Pada 5 Oktober 2020, RUU Cipta Kerja Omnibus Law disahkan dengan diwarnai banyak drama. Mikrofon dimatikan oleh ketua DPR RI Puan Maharani saat fraksi Demorat hendak menyampaikan penolakan terhadap pengesahan UU Omnibus Law. Walk out dilakukan oleh dua fraksi yg menolak pengesahan RUU Omnibus Law, yaitu fraksi Demokrat dan PKS. Penolakan dilakukan olah masyrakat dalam bentuk demonstrasi. Banyak korban berjatuhan dalam aksi demonstrasi. Penculikan jurnalis mahasiswa Universitas Gema saat meliput jalannya demonstrasi dan masih banyak drama yang mungkin belum terkabarkan.
Penolakan didasari isi undang-undang yang cenderung memihak kepentingan pengusaha dan investor namun menekan kesejahteraan pekerja. Poin- poin yang terdapat dalam 15 bab dan 175 pasal ini dirasa banyak yan memangkas has pekerja untuk dapat bekerja dengan layak dan nyaman dalam klaster ketenagakerjaan. Tidak tercantumnya izin cuti hamil, cuti haid, hak menyusui merupakan contoh penekanan bagi perkerja terlebih pekerja perempuan. Dihapusnya pasal PKWT (Pekerja Waktu Tertentu) memberi peluang yang besar bagi perusahaan untuk dapat memeras tenaga pekerja dalam wakktu yang tidak pasti.
Grusah-grusuh, di tengah pandemi Covid-19 yang angkanya semakin meningkat, pemerintah dirasa tidak perduli dengan pandemi Corona dan sangat berhasrat untuk mengesahkan UU kontrofersial ini. Pengalihan issue atau sudah tak tahan untuk mendapatkan penghasilan sampingan bagi para petinggi negara?
Tak hanya Omnibus Law, sebelumnya di tahun 2019 terdapat banyak RUU yang menimbulkan penolakan di masyarakat bahkan mengakibatkkan demonstrasi besar-besaraan di seluruh Indonesia. Antara lain RUU KPK, RUU PKS, daan RUU KUHP. Ataukah lebih baik para wakil rakyat itu tidur saat sidang dari pada bekerja tapi menggegerkan seluruh Indonesia? Mikrofon dimatikan, jurnalis diculik, mahasiswa orasi dipentugi dan ditembaki, arogansi bagaimana lagi yang akan kau tunjukan wahai wakil rakyat?

Yang Harus Dikerjakan:
Tentukan apakah setiap pernyataan berikut sesuai dengan teks tentang pengesahan UU Cipta Kerja, jawab ya atau tidak, dan kutip kata-kata teks yang menjadi penentunya: (a) Fraksi Demokrat dan PKS melakukan walk out. (b) Isi undang-undang tersebut mencakup 15 bab dan 175 pasal. (c) RUU Cipta Kerja disahkan pada tahun 2019.

Data yang Dikaji:
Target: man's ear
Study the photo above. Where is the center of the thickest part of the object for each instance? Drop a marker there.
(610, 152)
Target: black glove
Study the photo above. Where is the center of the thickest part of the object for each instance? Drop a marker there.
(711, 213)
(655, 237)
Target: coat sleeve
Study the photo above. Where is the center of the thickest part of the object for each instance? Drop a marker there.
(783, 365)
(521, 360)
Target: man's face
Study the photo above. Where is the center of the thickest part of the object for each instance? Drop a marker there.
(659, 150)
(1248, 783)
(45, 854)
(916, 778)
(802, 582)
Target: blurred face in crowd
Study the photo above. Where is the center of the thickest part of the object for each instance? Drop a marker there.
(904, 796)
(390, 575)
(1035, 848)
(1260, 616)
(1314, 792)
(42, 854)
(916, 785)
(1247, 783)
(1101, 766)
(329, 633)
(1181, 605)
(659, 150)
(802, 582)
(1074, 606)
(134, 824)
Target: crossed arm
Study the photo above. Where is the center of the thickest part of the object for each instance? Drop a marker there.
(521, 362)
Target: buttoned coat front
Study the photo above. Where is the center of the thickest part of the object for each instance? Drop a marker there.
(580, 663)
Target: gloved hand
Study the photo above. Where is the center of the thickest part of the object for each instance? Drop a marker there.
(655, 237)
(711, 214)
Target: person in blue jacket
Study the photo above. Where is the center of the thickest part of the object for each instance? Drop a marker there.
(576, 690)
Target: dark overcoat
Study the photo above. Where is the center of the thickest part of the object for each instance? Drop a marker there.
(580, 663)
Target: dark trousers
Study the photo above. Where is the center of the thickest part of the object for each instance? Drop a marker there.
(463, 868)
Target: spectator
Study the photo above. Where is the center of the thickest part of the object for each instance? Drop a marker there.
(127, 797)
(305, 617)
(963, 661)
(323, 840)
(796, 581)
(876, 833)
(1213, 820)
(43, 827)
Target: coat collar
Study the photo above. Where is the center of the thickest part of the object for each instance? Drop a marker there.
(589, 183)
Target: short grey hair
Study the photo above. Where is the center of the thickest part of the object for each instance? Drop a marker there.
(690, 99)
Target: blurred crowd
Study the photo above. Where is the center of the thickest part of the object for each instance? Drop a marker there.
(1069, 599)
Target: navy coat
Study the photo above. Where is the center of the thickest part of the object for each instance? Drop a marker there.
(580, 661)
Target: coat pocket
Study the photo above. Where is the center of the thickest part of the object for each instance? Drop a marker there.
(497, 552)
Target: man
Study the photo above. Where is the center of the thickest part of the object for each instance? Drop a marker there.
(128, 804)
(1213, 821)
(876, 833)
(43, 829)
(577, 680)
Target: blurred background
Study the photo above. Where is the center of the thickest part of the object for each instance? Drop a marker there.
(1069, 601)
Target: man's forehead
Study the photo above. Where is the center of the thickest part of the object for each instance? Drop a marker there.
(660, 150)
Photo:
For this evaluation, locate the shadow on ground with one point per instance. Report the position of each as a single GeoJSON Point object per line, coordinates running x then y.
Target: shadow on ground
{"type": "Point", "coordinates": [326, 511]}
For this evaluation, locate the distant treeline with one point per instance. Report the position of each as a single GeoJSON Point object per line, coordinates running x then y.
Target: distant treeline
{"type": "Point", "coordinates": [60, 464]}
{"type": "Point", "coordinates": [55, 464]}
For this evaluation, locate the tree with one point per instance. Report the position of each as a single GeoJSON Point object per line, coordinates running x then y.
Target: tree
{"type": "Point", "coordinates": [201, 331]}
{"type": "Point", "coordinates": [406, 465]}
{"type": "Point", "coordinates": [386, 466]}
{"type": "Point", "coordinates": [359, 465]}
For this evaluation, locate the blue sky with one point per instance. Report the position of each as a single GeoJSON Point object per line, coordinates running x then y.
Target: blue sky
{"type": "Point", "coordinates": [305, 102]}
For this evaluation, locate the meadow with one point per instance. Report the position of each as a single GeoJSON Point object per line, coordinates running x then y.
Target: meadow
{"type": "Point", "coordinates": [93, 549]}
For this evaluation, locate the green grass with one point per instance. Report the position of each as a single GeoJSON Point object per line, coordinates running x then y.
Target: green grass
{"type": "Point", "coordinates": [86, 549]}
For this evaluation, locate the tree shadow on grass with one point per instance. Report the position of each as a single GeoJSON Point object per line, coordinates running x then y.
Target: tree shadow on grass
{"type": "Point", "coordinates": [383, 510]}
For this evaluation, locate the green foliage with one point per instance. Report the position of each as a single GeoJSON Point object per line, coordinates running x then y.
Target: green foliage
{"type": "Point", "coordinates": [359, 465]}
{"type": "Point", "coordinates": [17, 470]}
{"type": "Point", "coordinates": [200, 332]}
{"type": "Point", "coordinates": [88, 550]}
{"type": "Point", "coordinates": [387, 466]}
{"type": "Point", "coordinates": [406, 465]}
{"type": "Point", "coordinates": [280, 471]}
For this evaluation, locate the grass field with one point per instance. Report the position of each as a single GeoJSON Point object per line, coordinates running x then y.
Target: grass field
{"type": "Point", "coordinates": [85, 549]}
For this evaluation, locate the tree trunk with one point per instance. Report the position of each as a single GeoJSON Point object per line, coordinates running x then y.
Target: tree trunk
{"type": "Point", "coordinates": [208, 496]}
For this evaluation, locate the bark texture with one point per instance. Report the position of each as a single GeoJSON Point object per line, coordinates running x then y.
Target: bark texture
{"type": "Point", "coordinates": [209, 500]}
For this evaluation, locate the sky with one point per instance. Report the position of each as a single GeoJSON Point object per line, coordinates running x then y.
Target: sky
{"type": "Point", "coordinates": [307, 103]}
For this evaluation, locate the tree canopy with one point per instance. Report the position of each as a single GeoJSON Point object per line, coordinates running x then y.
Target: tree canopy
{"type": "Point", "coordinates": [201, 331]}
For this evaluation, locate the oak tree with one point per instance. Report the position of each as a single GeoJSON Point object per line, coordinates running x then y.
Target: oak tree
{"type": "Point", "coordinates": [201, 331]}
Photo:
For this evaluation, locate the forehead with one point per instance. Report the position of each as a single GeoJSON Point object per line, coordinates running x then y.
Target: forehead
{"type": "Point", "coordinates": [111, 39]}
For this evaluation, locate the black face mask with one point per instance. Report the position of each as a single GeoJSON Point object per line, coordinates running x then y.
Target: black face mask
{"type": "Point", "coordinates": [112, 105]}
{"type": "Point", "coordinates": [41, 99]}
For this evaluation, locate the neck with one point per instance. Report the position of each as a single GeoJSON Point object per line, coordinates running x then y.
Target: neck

Jawaban yang Diharapkan:
(a) Ya: "Walk out dilakukan oleh dua fraksi yg menolak pengesahan RUU Omnibus Law, yaitu fraksi Demokrat dan PKS."
(b) Ya: "Poin- poin yang terdapat dalam 15 bab dan 175 pasal ini"
(c) Tidak: "Pada 5 Oktober 2020, RUU Cipta Kerja Omnibus Law disahkan"